─── Given records
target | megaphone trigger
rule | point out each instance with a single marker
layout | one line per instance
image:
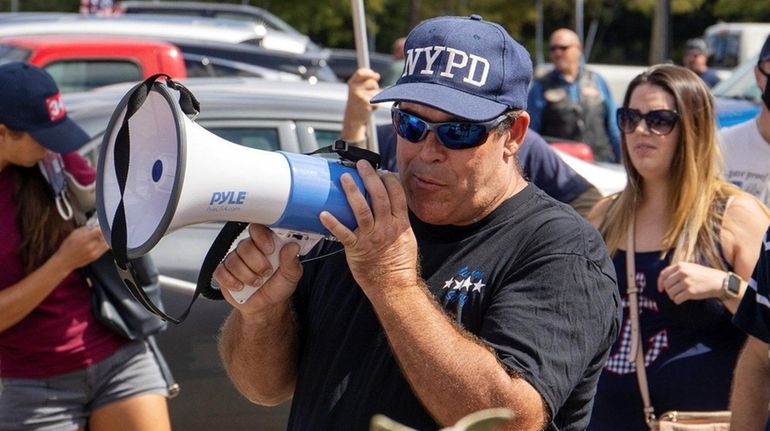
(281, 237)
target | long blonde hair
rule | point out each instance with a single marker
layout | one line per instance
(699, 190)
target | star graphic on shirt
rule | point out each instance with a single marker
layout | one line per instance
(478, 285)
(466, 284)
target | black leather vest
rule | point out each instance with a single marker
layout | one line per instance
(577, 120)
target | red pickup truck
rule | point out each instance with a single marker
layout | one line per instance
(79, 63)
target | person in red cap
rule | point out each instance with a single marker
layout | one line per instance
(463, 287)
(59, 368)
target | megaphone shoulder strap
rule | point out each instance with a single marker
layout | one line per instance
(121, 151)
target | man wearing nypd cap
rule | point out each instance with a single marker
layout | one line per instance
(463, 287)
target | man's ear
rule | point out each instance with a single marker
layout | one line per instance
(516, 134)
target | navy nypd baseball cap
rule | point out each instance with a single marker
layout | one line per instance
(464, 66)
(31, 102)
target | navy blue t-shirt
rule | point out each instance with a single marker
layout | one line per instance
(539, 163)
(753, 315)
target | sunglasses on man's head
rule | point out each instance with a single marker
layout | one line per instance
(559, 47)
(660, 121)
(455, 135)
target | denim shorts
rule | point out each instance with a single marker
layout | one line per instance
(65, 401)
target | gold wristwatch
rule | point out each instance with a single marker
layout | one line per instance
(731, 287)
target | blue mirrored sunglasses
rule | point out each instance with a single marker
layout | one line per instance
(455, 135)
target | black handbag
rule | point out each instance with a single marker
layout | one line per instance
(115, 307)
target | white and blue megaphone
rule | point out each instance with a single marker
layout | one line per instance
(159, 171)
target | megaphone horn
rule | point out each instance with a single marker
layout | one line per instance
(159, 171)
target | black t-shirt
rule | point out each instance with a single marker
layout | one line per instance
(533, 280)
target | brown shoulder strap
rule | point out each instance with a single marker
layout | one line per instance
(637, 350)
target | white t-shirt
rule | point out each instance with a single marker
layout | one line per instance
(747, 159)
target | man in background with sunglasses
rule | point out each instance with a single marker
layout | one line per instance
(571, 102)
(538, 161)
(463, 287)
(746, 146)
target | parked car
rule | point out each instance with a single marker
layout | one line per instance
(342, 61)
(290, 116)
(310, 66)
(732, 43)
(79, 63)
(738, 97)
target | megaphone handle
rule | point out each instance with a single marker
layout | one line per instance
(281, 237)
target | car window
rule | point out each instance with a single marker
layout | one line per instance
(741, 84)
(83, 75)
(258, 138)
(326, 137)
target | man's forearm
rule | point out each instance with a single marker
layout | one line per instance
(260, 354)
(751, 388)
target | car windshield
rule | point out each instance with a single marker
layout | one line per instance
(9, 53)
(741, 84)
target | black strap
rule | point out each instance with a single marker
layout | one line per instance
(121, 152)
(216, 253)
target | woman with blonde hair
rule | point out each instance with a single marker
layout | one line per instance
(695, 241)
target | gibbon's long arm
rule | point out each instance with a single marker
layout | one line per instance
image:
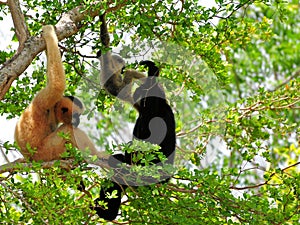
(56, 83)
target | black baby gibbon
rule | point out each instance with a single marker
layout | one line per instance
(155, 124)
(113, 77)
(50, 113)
──────
> _Task objective_
Where a line of the entries contains the word "blonde", copy that line.

> _Result below_
target | long blonde hair
target | woman with blonde hair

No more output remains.